_DO THIS_: Reproduce the following lines word for word, omitting the pictures from your answer.

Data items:
## start

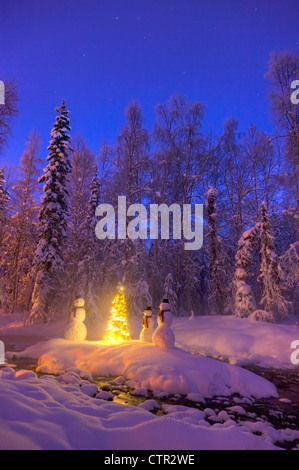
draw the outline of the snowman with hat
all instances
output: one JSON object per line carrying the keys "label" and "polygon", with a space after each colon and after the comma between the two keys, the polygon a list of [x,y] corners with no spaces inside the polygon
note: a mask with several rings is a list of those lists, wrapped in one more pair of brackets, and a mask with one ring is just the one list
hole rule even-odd
{"label": "snowman with hat", "polygon": [[71,318],[64,331],[64,338],[75,343],[85,341],[87,336],[87,329],[84,323],[86,318],[84,305],[84,299],[80,295],[76,295]]}
{"label": "snowman with hat", "polygon": [[155,330],[155,321],[153,318],[153,312],[151,307],[146,307],[143,312],[142,318],[142,330],[140,333],[140,341],[143,343],[151,343],[152,336]]}
{"label": "snowman with hat", "polygon": [[158,328],[153,334],[153,343],[161,349],[173,349],[175,337],[172,329],[172,314],[168,299],[163,299],[158,313]]}

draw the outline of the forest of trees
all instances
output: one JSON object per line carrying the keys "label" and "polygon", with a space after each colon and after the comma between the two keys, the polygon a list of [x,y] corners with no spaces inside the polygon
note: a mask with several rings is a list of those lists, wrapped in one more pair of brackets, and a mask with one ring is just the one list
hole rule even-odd
{"label": "forest of trees", "polygon": [[[129,312],[169,298],[175,315],[235,314],[278,321],[299,307],[299,105],[291,82],[299,57],[271,54],[273,133],[228,119],[222,135],[203,131],[205,106],[175,95],[146,129],[131,102],[115,143],[99,155],[71,138],[66,103],[56,109],[47,160],[32,131],[19,166],[0,169],[0,302],[26,322],[67,317],[76,294],[92,321],[105,318],[118,282]],[[17,87],[6,82],[0,153],[17,114]],[[250,104],[249,104],[250,105]],[[50,134],[50,129],[49,129]],[[42,168],[45,168],[43,171]],[[95,209],[133,203],[204,204],[204,243],[97,240]],[[297,309],[297,310],[296,310]]]}

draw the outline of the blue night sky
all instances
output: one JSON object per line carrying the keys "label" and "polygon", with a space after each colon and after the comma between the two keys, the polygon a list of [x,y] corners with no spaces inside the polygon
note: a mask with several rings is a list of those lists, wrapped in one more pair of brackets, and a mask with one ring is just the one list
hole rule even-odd
{"label": "blue night sky", "polygon": [[31,129],[46,156],[62,98],[95,153],[130,100],[151,129],[175,93],[206,105],[206,129],[236,117],[271,132],[263,76],[274,49],[298,53],[298,21],[298,0],[0,0],[0,79],[21,98],[1,160],[18,162]]}

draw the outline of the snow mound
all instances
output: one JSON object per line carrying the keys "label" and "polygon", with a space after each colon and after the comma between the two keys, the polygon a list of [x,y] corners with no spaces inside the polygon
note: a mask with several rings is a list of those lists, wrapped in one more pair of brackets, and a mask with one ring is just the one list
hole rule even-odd
{"label": "snow mound", "polygon": [[274,315],[272,312],[267,312],[266,310],[255,310],[252,312],[248,319],[250,321],[263,321],[266,323],[275,323]]}
{"label": "snow mound", "polygon": [[[140,407],[96,400],[54,377],[5,375],[0,370],[1,450],[274,450],[281,438],[280,431],[259,424],[211,426],[192,408],[168,405],[167,415],[157,417]],[[265,437],[254,435],[256,430]],[[295,433],[283,432],[288,439]]]}
{"label": "snow mound", "polygon": [[244,397],[277,397],[273,384],[240,367],[195,356],[178,348],[164,351],[139,341],[117,344],[98,341],[78,345],[53,339],[30,346],[18,356],[39,358],[39,367],[48,366],[53,372],[77,367],[93,376],[134,379],[140,384],[134,391],[136,395],[145,396],[147,390],[152,390],[199,394],[196,398],[237,393]]}
{"label": "snow mound", "polygon": [[176,344],[186,351],[226,360],[231,364],[294,368],[291,343],[299,339],[298,325],[249,321],[234,316],[197,316],[192,322],[174,320]]}

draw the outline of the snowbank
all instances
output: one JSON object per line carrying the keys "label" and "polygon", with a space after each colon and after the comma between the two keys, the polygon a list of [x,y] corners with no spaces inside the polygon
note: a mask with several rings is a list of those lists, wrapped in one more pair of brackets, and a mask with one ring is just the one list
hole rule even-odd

## end

_SOLUTION_:
draw the outline of the snowman with hat
all instances
output: one JSON object per line carrying the keys "label" and "polygon", with a space after each colon and after the comma between the two keys, the polygon a list of [x,y] corners with no spaces inside the polygon
note: a mask with several rings is a list of those lists, wrapped in one more pair of brackets, and a mask with one ring is just the one list
hole rule even-odd
{"label": "snowman with hat", "polygon": [[71,318],[64,331],[64,338],[75,343],[85,341],[87,336],[87,329],[84,323],[86,318],[84,305],[84,299],[80,295],[76,295]]}
{"label": "snowman with hat", "polygon": [[155,330],[155,321],[153,318],[153,312],[151,307],[146,307],[143,312],[142,318],[142,330],[140,333],[140,341],[143,343],[151,343],[152,336]]}
{"label": "snowman with hat", "polygon": [[158,328],[153,334],[153,343],[161,349],[173,349],[175,337],[172,329],[172,314],[168,299],[163,299],[158,313]]}

draw the outline of the forest of trees
all instances
output: one JSON object per line carrying the keys "label" and "polygon", with a space after each colon and after the comma between the two keys, the polygon a list of [x,y] corners with no spaces inside the polygon
note: a mask with several rings is a list of those lists, wrapped in one more pair of brackets, and a mask with one ring is just the one list
hole rule even-odd
{"label": "forest of trees", "polygon": [[[129,312],[169,298],[175,315],[235,314],[278,321],[299,307],[299,105],[291,82],[299,57],[271,54],[273,133],[228,119],[222,135],[203,131],[205,106],[175,95],[146,129],[131,102],[115,143],[99,155],[71,138],[66,103],[56,109],[47,160],[32,131],[19,166],[0,169],[0,302],[26,322],[67,317],[76,294],[92,321],[105,318],[118,282]],[[17,87],[6,82],[0,153],[17,114]],[[250,104],[249,104],[250,105]],[[50,134],[50,129],[49,129]],[[42,168],[45,168],[43,171]],[[95,209],[133,203],[204,204],[204,243],[97,240]],[[297,309],[297,310],[296,310]]]}

draw the outline of the blue night sky
all instances
output: one JSON object per line carrying the keys "label" and "polygon", with a space after each colon and after the comma between the two keys, the polygon a list of [x,y] corners with no spaces inside the polygon
note: a mask with several rings is a list of those lists, wrapped in one more pair of brackets, and a mask with one ring is just the one list
hole rule even-odd
{"label": "blue night sky", "polygon": [[31,129],[46,156],[62,98],[95,153],[130,100],[151,129],[175,93],[206,105],[206,129],[236,117],[271,132],[263,76],[274,49],[298,53],[298,21],[298,0],[0,0],[0,79],[21,98],[1,160],[18,162]]}

draw the outline of the snow mound
all instances
output: one JSON object per line carrying the keys "label" and "polygon", with a space after each colon and after the comma between the two keys, the polygon a list of [x,y] corners with no spaces inside the polygon
note: a mask with several rings is a list of those lists, wrapped in one more pair of brackets, and a mask with one ring is just the one list
hole rule even-odd
{"label": "snow mound", "polygon": [[274,315],[272,312],[267,312],[266,310],[255,310],[252,312],[248,319],[250,321],[263,321],[266,323],[275,323]]}
{"label": "snow mound", "polygon": [[[140,407],[96,400],[54,377],[5,375],[0,370],[1,450],[274,450],[281,438],[280,431],[259,424],[211,426],[192,408],[168,405],[167,415],[157,417]],[[265,437],[254,435],[256,430]],[[295,433],[283,432],[288,439]]]}
{"label": "snow mound", "polygon": [[244,397],[277,397],[273,384],[240,367],[195,356],[178,348],[164,351],[139,341],[117,344],[98,341],[78,345],[53,339],[30,346],[18,356],[39,358],[39,367],[48,366],[53,372],[77,367],[93,376],[134,379],[140,384],[134,391],[136,395],[145,396],[147,390],[152,390],[199,394],[196,398],[237,393]]}
{"label": "snow mound", "polygon": [[176,344],[186,351],[226,360],[231,364],[294,368],[291,343],[299,339],[298,325],[249,321],[234,316],[197,316],[192,322],[174,320]]}

draw the outline of the snowbank
all instances
output: one JSON object per line carrying the keys "label" and "polygon", with a space after each colon and after the comma between the two keys, the polygon a list of [x,y] corners with no spaces inside the polygon
note: a mask with several rings is a list of those lists, wrapped in one more pair of brackets, and a mask with one ring is just the one list
hole rule even-odd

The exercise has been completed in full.